Work to complete
Copy the rows from the line with "Target: **dirt trail**." through the end of the rows, changing "even-odd convention" to "even-odd rule" and leaving everything else the same.

Data provided
····················

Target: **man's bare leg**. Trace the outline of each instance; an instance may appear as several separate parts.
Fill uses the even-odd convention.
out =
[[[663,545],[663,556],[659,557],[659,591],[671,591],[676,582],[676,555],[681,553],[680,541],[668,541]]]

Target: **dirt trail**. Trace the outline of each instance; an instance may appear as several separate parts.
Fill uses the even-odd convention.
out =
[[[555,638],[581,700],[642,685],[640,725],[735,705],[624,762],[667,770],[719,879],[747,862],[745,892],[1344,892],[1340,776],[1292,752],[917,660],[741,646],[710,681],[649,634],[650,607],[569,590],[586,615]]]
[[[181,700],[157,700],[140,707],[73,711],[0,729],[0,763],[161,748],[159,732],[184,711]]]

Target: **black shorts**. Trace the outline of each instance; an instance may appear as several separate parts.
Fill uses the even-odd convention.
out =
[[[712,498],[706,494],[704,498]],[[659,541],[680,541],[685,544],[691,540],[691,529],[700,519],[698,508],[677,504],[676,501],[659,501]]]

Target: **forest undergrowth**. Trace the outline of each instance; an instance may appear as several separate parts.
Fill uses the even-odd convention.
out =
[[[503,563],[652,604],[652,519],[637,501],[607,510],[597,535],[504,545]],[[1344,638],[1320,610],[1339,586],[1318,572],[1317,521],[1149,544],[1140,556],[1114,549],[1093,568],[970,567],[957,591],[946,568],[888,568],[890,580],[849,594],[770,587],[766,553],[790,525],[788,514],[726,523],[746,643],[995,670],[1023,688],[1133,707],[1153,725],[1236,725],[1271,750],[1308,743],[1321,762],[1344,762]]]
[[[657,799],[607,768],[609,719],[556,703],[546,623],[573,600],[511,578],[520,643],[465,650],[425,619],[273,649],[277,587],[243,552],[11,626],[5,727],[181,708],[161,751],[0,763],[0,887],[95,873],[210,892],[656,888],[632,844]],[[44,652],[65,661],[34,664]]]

····················

Result for this exercise
Target: **dirt trail**. Trace the outline of each instance; an instance may appear as several separate parts.
Fill uses the even-odd rule.
out =
[[[555,638],[581,700],[642,685],[640,725],[735,705],[624,762],[667,770],[719,879],[747,862],[745,892],[1344,892],[1340,776],[1292,752],[917,660],[741,646],[710,681],[649,634],[650,607],[569,590],[586,615]]]
[[[181,700],[157,700],[140,707],[73,711],[0,729],[0,763],[161,748],[159,732],[184,711]]]

Target: **black shorts**. Trace the outline of each instance; an instance may appear as several separate parts.
Fill uses the even-odd rule.
out =
[[[712,498],[706,494],[704,498]],[[659,541],[680,541],[685,544],[691,540],[691,529],[700,519],[698,508],[677,504],[676,501],[659,501]]]

Target: **forest undergrowth**. Trace the outline of each instance; an instance may appear as several separate parts.
Fill uses the even-odd rule.
out =
[[[503,563],[652,604],[652,519],[637,501],[607,510],[597,535],[504,545]],[[1344,638],[1320,610],[1339,586],[1318,572],[1317,521],[1149,544],[1140,556],[1114,549],[1093,568],[970,567],[957,591],[946,568],[888,568],[890,580],[849,594],[770,587],[766,553],[790,525],[788,514],[726,523],[746,643],[995,670],[1023,688],[1133,707],[1153,725],[1236,725],[1271,750],[1308,743],[1321,762],[1344,762]]]
[[[657,799],[607,768],[609,719],[556,703],[546,623],[573,600],[511,578],[520,643],[465,650],[425,619],[273,649],[277,587],[243,552],[11,626],[5,727],[181,708],[161,751],[0,763],[0,887],[95,873],[210,892],[656,888],[632,844]],[[44,652],[65,661],[34,664]]]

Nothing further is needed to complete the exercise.